WHAT YOU HAVE TO DO - Which lines in the data below contain the word "green"? Collect and copy each of them in full.

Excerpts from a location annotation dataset
#####

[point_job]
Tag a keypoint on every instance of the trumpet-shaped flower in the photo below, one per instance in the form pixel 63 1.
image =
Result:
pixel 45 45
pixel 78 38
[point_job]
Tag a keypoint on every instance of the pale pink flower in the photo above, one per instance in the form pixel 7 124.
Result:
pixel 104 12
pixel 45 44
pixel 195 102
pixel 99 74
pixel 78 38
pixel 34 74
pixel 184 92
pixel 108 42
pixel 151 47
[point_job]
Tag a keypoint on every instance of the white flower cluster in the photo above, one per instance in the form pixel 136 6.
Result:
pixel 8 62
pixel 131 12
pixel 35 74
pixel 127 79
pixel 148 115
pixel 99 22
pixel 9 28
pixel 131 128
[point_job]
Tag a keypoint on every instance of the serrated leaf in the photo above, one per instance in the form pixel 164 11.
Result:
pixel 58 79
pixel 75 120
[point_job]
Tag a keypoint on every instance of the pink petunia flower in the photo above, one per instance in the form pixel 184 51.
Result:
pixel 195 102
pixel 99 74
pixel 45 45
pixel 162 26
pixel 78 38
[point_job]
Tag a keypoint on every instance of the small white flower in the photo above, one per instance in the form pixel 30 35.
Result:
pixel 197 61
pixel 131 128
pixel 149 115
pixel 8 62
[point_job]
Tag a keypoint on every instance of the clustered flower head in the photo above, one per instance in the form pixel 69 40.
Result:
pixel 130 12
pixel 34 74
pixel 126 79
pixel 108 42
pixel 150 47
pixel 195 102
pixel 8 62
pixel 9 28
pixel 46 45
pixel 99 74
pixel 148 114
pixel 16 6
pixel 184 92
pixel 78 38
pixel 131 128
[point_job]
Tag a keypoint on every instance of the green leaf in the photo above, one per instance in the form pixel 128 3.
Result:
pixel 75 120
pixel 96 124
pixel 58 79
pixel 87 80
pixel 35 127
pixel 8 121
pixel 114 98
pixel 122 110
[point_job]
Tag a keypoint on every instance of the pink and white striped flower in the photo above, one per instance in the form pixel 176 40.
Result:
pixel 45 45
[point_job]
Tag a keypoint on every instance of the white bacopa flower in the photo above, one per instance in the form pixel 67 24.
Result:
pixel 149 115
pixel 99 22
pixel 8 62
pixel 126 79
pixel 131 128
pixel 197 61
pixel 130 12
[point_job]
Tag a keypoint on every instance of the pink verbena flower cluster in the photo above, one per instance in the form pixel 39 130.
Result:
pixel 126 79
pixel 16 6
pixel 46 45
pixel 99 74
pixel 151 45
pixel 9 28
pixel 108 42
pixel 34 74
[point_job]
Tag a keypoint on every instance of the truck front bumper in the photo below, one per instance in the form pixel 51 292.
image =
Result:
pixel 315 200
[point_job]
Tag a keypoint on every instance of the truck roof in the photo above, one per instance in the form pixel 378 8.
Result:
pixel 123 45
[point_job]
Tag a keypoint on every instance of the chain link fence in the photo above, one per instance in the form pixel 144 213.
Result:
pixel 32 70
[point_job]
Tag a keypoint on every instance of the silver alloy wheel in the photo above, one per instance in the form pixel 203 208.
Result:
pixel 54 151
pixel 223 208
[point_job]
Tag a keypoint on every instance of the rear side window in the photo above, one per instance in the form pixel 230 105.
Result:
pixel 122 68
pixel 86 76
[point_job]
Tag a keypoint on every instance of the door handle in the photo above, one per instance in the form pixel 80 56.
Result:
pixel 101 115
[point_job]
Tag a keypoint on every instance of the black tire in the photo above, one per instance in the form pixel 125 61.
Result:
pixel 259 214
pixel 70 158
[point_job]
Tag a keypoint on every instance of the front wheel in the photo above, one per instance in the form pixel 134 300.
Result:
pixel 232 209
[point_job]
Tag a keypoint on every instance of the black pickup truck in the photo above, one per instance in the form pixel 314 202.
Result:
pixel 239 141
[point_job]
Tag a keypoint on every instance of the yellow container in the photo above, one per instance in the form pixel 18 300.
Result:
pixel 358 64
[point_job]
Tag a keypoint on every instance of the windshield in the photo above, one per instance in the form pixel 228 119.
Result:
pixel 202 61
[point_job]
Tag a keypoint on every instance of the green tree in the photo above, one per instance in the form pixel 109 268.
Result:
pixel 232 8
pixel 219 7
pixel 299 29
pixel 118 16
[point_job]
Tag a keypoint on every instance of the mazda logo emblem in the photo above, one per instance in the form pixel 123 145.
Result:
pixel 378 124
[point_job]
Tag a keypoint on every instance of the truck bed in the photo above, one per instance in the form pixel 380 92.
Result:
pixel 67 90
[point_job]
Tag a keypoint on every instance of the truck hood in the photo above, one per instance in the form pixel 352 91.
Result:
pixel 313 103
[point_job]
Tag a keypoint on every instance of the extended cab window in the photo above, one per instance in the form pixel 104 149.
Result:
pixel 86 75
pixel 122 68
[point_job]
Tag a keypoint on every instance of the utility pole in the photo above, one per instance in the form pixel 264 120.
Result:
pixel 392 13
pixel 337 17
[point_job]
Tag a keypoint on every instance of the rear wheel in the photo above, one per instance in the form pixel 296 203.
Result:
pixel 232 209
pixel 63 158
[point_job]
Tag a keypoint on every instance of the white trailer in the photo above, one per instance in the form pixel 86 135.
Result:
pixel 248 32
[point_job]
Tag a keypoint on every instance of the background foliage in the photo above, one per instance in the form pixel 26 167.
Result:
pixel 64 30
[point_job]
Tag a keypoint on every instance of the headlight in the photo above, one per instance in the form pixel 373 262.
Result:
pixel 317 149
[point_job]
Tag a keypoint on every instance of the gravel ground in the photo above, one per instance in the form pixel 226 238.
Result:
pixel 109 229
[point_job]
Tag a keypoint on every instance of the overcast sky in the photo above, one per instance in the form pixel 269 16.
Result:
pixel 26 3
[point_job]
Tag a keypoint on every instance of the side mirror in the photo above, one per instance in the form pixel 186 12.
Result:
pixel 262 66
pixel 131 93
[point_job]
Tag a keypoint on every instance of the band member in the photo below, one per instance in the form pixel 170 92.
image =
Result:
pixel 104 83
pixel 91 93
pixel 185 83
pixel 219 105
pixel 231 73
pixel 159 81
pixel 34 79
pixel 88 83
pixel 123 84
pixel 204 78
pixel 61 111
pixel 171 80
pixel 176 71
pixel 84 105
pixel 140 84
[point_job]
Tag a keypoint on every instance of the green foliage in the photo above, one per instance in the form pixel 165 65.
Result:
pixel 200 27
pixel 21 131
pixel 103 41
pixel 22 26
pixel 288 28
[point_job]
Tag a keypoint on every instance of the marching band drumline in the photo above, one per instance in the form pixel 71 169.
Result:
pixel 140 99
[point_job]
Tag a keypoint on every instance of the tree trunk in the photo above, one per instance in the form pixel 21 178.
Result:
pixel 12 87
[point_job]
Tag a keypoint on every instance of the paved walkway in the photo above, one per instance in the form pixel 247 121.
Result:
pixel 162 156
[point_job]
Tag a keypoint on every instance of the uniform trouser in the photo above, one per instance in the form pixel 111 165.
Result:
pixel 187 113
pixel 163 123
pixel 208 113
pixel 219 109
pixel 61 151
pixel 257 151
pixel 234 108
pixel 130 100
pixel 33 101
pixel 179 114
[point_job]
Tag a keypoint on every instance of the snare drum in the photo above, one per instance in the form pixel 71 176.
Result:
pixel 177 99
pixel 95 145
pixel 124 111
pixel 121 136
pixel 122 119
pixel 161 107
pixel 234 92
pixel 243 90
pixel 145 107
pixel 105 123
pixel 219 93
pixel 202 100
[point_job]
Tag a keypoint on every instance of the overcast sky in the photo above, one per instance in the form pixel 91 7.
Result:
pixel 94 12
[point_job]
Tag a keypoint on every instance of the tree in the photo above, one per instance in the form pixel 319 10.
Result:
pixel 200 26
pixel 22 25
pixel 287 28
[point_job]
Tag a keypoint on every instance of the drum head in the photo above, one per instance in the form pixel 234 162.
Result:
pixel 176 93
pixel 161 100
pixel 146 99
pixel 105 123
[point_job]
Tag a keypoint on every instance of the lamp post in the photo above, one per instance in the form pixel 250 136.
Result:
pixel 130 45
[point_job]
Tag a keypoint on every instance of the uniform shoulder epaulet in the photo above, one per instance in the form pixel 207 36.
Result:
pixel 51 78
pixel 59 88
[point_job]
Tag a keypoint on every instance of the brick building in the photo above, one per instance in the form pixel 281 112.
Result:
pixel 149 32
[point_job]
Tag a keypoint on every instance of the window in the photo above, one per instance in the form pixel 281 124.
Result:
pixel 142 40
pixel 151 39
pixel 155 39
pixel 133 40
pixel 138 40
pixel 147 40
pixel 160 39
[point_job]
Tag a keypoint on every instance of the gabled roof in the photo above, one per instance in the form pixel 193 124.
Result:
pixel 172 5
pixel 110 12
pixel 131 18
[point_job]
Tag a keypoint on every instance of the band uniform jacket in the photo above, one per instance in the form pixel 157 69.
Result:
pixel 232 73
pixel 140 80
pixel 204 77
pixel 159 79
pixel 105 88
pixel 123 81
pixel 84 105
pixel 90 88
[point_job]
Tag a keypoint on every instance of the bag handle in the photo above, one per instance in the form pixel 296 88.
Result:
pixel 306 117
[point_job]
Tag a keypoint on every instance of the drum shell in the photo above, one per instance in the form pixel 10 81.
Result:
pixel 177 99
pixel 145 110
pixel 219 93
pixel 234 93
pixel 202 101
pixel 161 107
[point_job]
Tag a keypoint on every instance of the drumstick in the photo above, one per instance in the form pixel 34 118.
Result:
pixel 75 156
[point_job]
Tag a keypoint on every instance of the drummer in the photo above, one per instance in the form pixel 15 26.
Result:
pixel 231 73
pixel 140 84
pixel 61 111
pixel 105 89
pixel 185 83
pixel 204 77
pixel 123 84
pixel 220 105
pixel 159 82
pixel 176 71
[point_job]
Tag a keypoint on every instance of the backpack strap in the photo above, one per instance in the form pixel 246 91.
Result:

#####

ANSWER BELOW -
Tag a keypoint on every instance of the green leaf in the photo above, one per instance in the form pixel 128 3.
Tag a keypoint on every instance of the green tree in the photo above, one per instance in the form pixel 109 268.
Tag a keypoint on every instance of the green foliage in the photo above, one per instance in the form pixel 165 65.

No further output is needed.